**Задания к упражнению**.
1 - Переведите на английский язык предложение из отрывка: «У театра нет штатных сотрудников».
2 - Пожалуйста, процитируйте часть отрывка между словами "А Беслан — это" и "как посчитаешь нужным." включительно.
3 - Перескажите кратко, в виде списка, абзац отрывка, начинающийся словами «Пока мое существование закрывает грант», сохранив его основные факты.

**Отрывок для чтения**.

------------------------------------

А Беслан — это тема про всю страну в целом. Здесь уже, наверное, не про особенность культуры как таковой, а про трагедию всего человечества. И Елена Гремина, режиссер спектакля, очень верно определила эту трагедию как античную. Это, опять же, про то, что ты имеешь право. Право скорбеть так, как посчитаешь нужным.
«Ты будешь лежать в дурке!»
— Как вы зарабатываете на жизнь? Понятно, что «Театр.doc» и его проекты — это не про деньги.
— Пока мое существование закрывает грант. А потом, я же текстовик, редактирую, работаю на фрилансе. У театра нет штатных сотрудников. Просто нужно постараться сделать площадку самоокупаемой. Сейчас я придумываю проект «Медиа.doc» с разными сумасшедшими форматами, вроде подкаста «Радио.doc», включив который можно услышать, ну не знаю, шум Владивостока в 4 утра. Вот этот доковский принцип существования перенести в медиа, которое доступно в любой точке мира, а не только группе московских интеллектуалов или маргиналов. Пока непонятно, на какие деньги делать сайт. Но нужно искать. Может быть, кто-то проникнется этим форматом «антимедиа».

------------------------------------

Данные, извлеченные из коллекции
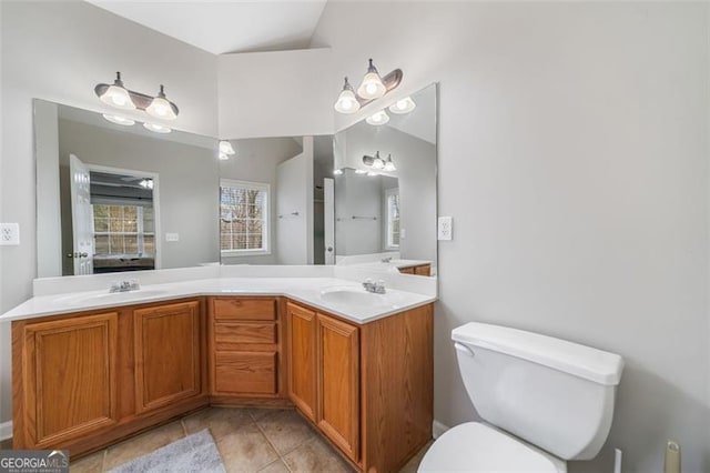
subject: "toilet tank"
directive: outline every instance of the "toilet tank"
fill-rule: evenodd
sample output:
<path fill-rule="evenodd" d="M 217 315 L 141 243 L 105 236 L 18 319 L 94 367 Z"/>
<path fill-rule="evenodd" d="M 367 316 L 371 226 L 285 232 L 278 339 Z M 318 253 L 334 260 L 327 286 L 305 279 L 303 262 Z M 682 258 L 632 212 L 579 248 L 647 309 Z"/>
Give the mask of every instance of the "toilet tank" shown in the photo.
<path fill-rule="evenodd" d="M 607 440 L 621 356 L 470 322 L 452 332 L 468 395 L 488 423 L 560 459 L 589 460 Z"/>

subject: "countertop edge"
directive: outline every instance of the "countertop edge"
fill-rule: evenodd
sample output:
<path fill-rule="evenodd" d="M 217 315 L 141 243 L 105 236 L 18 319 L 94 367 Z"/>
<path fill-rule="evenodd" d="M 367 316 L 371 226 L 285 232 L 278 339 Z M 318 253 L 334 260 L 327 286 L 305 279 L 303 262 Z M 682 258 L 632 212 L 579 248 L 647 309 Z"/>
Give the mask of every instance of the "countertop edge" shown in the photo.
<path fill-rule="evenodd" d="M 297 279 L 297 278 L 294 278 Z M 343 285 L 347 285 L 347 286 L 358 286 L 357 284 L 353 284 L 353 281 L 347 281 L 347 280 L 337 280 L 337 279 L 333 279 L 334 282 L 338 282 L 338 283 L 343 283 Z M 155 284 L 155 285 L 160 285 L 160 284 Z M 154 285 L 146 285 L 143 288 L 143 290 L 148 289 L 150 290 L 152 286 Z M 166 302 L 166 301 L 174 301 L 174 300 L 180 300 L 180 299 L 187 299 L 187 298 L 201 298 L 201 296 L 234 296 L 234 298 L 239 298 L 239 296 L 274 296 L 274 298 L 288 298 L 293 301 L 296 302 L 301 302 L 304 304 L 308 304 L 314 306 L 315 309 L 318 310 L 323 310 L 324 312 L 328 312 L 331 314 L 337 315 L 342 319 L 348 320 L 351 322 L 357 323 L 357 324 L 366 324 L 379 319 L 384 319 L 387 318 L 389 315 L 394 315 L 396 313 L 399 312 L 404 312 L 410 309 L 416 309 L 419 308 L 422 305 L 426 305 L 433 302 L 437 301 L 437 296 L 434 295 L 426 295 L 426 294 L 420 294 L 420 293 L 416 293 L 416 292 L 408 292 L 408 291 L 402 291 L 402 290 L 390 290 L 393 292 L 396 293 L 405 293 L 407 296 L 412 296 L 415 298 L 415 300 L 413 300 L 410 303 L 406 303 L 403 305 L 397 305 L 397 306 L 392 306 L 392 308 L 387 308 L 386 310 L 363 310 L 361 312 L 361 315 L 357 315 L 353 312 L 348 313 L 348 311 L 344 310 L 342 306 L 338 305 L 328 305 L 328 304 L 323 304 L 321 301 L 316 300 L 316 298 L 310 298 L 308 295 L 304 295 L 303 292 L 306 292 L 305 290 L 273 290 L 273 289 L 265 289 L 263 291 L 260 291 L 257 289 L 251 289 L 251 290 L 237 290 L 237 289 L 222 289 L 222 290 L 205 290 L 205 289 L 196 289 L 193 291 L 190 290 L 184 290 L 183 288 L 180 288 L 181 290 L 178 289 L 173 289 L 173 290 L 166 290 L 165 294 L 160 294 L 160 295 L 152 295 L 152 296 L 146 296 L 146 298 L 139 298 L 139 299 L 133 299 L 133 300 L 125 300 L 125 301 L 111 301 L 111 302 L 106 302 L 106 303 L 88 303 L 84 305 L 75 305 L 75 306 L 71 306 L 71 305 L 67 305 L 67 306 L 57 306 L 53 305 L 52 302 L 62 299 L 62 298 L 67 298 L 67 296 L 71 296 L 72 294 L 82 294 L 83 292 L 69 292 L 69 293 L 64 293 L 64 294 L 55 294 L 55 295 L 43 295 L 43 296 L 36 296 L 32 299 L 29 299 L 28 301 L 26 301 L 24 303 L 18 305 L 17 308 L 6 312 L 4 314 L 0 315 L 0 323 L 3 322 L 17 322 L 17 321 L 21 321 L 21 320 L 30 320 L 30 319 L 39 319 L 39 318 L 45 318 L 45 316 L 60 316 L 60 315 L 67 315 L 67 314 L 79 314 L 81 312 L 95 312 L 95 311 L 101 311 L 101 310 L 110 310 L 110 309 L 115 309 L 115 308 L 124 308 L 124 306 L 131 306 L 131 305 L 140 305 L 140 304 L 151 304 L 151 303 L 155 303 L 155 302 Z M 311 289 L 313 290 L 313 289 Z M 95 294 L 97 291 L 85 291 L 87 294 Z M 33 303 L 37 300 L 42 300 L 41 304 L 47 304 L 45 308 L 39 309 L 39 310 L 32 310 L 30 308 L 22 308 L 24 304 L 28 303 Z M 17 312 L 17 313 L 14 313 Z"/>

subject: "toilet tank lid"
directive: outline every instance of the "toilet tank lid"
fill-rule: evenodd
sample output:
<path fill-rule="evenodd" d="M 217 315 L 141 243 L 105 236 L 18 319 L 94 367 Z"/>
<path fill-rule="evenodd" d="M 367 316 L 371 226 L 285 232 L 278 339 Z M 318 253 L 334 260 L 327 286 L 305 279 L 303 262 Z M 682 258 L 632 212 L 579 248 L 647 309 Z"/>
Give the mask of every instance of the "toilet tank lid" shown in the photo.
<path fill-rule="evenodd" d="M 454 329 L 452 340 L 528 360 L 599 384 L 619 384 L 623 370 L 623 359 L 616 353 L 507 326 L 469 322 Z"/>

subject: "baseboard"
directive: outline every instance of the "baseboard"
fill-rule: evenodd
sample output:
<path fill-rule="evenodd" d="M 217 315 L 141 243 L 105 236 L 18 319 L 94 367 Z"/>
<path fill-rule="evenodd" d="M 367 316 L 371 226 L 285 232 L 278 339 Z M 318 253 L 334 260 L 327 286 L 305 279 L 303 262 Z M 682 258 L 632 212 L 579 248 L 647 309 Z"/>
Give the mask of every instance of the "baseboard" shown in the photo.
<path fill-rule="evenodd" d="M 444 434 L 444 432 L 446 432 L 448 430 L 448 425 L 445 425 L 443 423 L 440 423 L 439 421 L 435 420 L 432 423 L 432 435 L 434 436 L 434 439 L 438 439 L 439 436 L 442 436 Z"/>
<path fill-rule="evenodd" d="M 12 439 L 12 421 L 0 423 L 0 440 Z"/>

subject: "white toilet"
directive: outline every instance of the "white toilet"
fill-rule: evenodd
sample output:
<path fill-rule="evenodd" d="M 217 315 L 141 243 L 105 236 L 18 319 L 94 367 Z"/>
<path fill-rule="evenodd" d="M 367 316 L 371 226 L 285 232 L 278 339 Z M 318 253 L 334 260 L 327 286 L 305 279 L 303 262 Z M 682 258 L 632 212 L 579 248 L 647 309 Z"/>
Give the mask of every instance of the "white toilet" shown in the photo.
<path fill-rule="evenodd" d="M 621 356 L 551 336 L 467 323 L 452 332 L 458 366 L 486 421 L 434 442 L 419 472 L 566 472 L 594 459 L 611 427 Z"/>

------------------------------------

**Ответы к заданиям**.
1 - The theater has no permanent staff.

2 -
А Беслан — это тема про всю страну в целом. Здесь уже, наверное, не про особенность культуры как таковой, а про трагедию всего человечества. И Елена Гремина, режиссер спектакля, очень верно определила эту трагедию как античную. Это, опять же, про то, что ты имеешь право. Право скорбеть так, как посчитаешь нужным.

3 -
- Пока жизнь обеспечивает грант. Кроме того, есть работа с текстами: редактура и фриланс.
- Штатных сотрудников у театра нет. Площадку нужно сделать самоокупаемой.
- Придумывается проект «Медиа.doc» с необычными форматами. Пример — подкаст «Радио.doc», где можно услышать шум Владивостока в 4 утра.
- Цель проекта — перенести доковский принцип в медиа, доступное в любой точке мира, а не только группе московских интеллектуалов или маргиналов.
- Денег на сайт пока нет, их нужно искать. Возможно, кто-то заинтересуется форматом «антимедиа».